- **Given task**
Reproduce word for word the lines of the items below, beginning at the line that contains "We need ground-truth boxes for backpack strap" and stopping after the line that contains "[596,49,707,376]". Include both of those lines.

[START]

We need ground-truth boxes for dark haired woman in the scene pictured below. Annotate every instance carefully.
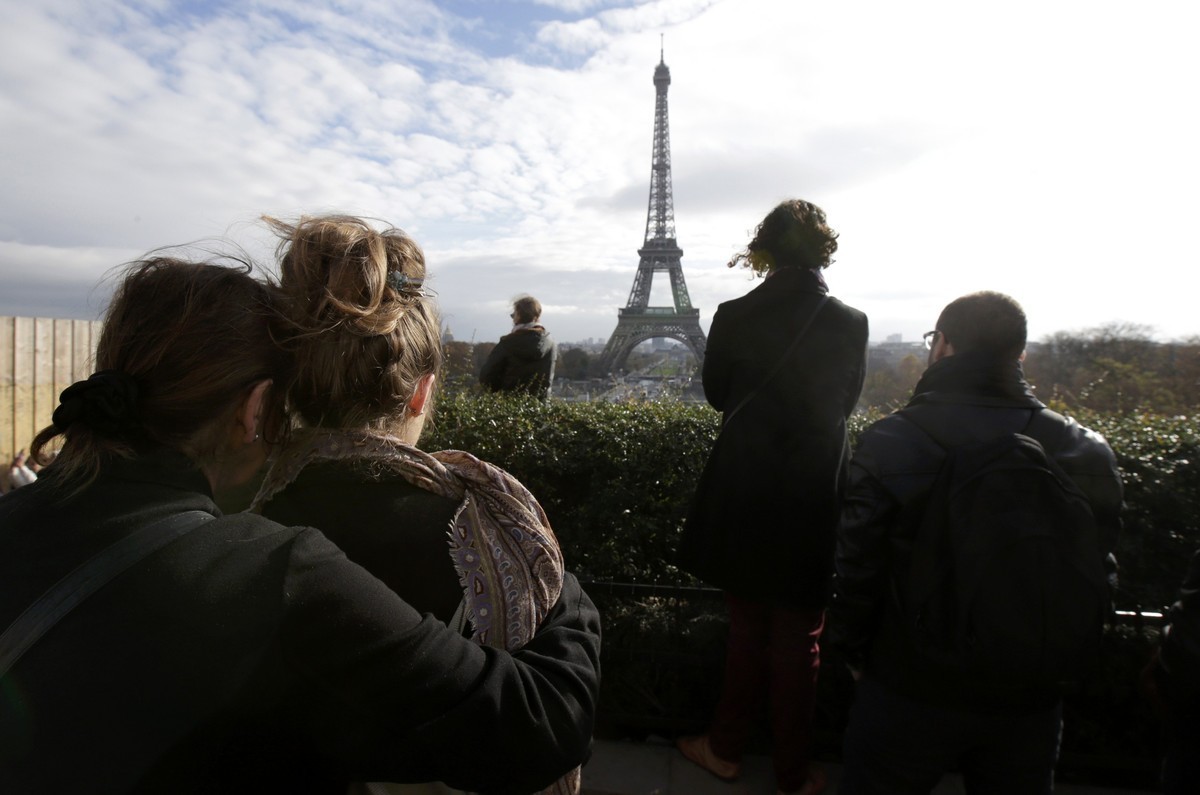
[678,199,868,795]
[254,216,580,793]
[0,258,599,793]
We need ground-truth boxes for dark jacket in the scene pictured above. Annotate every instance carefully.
[679,268,868,608]
[827,354,1121,711]
[262,461,462,623]
[0,452,599,793]
[479,325,558,400]
[1159,550,1200,710]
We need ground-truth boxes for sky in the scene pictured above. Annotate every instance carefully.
[0,0,1200,342]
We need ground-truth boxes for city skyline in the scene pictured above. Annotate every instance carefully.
[0,0,1200,342]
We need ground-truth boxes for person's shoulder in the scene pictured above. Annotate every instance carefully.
[854,408,941,471]
[828,295,866,328]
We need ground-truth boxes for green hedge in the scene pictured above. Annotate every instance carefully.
[421,394,1200,608]
[421,394,1200,783]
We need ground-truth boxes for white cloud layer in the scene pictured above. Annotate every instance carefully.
[0,0,1200,340]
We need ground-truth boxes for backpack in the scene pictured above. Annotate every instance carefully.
[899,411,1109,687]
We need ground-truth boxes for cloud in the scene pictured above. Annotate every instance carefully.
[0,0,1200,348]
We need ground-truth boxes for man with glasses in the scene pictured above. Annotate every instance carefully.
[828,292,1121,795]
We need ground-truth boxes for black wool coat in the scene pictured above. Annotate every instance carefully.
[479,325,558,400]
[0,450,600,794]
[678,268,868,608]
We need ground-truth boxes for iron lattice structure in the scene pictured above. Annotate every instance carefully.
[598,54,707,375]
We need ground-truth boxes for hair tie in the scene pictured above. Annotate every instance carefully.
[388,270,425,295]
[53,370,138,436]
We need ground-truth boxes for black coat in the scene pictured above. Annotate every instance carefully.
[0,452,599,793]
[479,325,558,400]
[262,461,462,623]
[679,268,868,608]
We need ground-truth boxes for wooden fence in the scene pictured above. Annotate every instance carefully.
[0,316,101,485]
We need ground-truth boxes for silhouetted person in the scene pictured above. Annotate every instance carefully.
[678,199,868,795]
[479,295,558,400]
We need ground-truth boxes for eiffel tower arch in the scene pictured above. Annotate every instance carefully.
[596,52,707,376]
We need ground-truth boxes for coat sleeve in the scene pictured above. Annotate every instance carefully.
[284,532,600,793]
[701,306,731,412]
[828,444,899,669]
[844,315,870,417]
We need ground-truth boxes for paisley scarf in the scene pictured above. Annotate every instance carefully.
[251,429,581,795]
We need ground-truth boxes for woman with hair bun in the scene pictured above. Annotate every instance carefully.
[0,257,599,793]
[254,216,580,793]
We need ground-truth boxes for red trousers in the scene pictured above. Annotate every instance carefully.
[708,593,824,791]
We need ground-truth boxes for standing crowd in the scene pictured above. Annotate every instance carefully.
[0,201,1200,795]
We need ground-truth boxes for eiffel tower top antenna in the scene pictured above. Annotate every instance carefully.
[599,45,707,373]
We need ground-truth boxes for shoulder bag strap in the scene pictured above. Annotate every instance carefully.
[721,295,829,428]
[0,510,214,677]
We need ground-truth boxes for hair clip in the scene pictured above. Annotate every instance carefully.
[388,270,425,295]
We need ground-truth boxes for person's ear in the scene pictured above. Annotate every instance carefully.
[408,372,437,417]
[234,378,271,444]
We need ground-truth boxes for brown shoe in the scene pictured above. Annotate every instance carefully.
[676,734,742,782]
[778,765,829,795]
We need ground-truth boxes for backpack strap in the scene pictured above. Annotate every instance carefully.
[721,294,829,428]
[0,510,214,677]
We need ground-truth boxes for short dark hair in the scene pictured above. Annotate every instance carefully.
[728,199,838,275]
[936,291,1027,359]
[512,295,541,323]
[31,256,292,494]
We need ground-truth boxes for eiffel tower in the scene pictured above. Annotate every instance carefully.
[596,49,707,376]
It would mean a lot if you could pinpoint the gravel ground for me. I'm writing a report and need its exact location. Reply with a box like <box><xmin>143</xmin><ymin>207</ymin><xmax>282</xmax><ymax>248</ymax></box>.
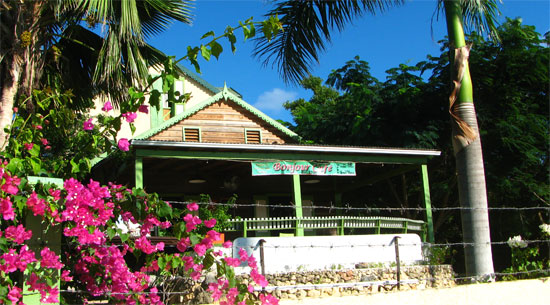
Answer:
<box><xmin>279</xmin><ymin>278</ymin><xmax>550</xmax><ymax>305</ymax></box>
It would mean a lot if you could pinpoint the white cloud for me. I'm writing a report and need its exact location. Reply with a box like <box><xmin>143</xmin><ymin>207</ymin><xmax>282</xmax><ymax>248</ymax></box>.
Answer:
<box><xmin>254</xmin><ymin>88</ymin><xmax>298</xmax><ymax>113</ymax></box>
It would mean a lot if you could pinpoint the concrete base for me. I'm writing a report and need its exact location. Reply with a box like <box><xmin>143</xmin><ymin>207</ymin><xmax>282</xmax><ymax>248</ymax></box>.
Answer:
<box><xmin>279</xmin><ymin>278</ymin><xmax>550</xmax><ymax>305</ymax></box>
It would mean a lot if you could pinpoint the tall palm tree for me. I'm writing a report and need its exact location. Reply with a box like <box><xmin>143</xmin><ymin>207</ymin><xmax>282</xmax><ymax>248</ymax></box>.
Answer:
<box><xmin>0</xmin><ymin>0</ymin><xmax>192</xmax><ymax>150</ymax></box>
<box><xmin>255</xmin><ymin>0</ymin><xmax>498</xmax><ymax>277</ymax></box>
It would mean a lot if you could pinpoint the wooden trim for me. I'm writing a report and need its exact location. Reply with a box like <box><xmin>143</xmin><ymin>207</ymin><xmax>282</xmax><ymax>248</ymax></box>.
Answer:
<box><xmin>244</xmin><ymin>128</ymin><xmax>262</xmax><ymax>144</ymax></box>
<box><xmin>136</xmin><ymin>145</ymin><xmax>434</xmax><ymax>164</ymax></box>
<box><xmin>181</xmin><ymin>126</ymin><xmax>202</xmax><ymax>142</ymax></box>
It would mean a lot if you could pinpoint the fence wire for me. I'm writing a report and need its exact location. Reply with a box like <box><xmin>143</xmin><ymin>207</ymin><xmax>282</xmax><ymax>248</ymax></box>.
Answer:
<box><xmin>175</xmin><ymin>200</ymin><xmax>550</xmax><ymax>212</ymax></box>
<box><xmin>12</xmin><ymin>200</ymin><xmax>550</xmax><ymax>305</ymax></box>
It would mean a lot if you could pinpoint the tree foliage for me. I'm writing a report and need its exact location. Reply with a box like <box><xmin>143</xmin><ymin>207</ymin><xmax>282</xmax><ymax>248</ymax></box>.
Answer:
<box><xmin>285</xmin><ymin>19</ymin><xmax>550</xmax><ymax>268</ymax></box>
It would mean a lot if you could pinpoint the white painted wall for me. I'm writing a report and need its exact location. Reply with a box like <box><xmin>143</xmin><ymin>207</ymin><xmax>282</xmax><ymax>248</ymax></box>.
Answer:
<box><xmin>233</xmin><ymin>234</ymin><xmax>422</xmax><ymax>273</ymax></box>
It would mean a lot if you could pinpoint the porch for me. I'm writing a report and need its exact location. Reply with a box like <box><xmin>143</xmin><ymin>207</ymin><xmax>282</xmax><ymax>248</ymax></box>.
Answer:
<box><xmin>95</xmin><ymin>140</ymin><xmax>440</xmax><ymax>241</ymax></box>
<box><xmin>225</xmin><ymin>216</ymin><xmax>427</xmax><ymax>241</ymax></box>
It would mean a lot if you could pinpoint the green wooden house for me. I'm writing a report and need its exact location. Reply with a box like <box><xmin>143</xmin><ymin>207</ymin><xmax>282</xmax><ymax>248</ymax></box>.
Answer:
<box><xmin>94</xmin><ymin>65</ymin><xmax>440</xmax><ymax>240</ymax></box>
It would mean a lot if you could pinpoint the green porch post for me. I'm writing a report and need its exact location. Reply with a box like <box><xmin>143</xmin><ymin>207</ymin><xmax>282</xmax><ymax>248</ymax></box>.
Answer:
<box><xmin>421</xmin><ymin>164</ymin><xmax>435</xmax><ymax>243</ymax></box>
<box><xmin>292</xmin><ymin>174</ymin><xmax>304</xmax><ymax>236</ymax></box>
<box><xmin>135</xmin><ymin>157</ymin><xmax>143</xmax><ymax>188</ymax></box>
<box><xmin>23</xmin><ymin>176</ymin><xmax>63</xmax><ymax>305</ymax></box>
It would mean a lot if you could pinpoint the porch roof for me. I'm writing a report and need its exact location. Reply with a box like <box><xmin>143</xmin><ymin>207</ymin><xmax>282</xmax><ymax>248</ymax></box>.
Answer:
<box><xmin>132</xmin><ymin>140</ymin><xmax>441</xmax><ymax>164</ymax></box>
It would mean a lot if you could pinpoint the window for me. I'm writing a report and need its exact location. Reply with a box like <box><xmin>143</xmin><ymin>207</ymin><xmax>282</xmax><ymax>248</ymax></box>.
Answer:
<box><xmin>183</xmin><ymin>127</ymin><xmax>201</xmax><ymax>142</ymax></box>
<box><xmin>244</xmin><ymin>129</ymin><xmax>262</xmax><ymax>144</ymax></box>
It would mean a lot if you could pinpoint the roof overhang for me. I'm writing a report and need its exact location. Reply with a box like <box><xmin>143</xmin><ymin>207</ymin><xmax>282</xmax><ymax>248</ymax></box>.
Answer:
<box><xmin>132</xmin><ymin>140</ymin><xmax>441</xmax><ymax>163</ymax></box>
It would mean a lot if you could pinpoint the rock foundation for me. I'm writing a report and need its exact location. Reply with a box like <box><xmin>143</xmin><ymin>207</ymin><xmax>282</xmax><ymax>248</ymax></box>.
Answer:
<box><xmin>238</xmin><ymin>265</ymin><xmax>456</xmax><ymax>299</ymax></box>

[END]

- **Result for this task**
We need ground-truth boxes for backpack strap in the scene pictured above. Annotate every instance carefully.
[721,294,829,428]
[0,510,214,677]
We need ground-truth boxes for short dark hair in the scene pictured above. Annotate every instance carefully.
[728,199,838,275]
[936,291,1027,359]
[512,295,541,323]
[31,256,292,494]
We need ground-truth boxes for eiffel tower in the scene pictured above. Annotate every instance carefully.
[596,49,707,376]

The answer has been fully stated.